:: RECORDS

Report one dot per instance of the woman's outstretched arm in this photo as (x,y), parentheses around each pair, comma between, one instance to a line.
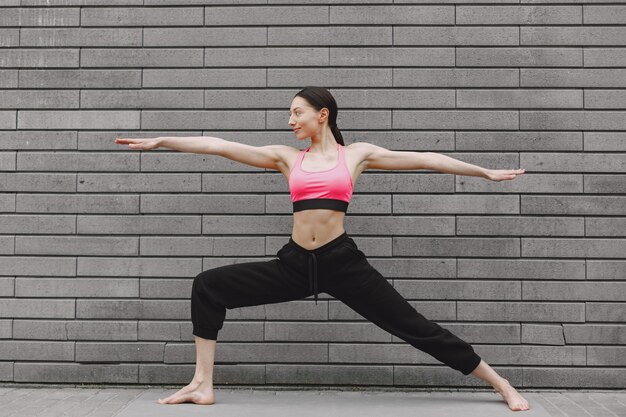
(269,156)
(381,158)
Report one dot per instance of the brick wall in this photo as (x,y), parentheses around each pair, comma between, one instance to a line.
(99,244)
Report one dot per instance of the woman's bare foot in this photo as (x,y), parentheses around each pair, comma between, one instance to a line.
(196,392)
(514,400)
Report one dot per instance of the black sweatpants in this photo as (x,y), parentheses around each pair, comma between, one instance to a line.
(337,268)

::::

Without the pictures, copy the material exactly as given.

Report one dot per instance of the woman's outstretched arm in this photo as (x,y), parentheses around each pair, comma between, one instance to a line.
(269,156)
(381,158)
Report one dot per instance of the brick wall in this photo as (x,y), parentheses around each pair, comma between, one instance to a line.
(99,244)
Report one dot per instance of the woman's bare foot in this photo as (x,y), parentheses around each pair, comma between, one instance to a line.
(196,392)
(514,400)
Report one dot per instance of the black sweatpants in this photo as (x,y), parentheses around each pair, comma between, one instance to a line.
(337,268)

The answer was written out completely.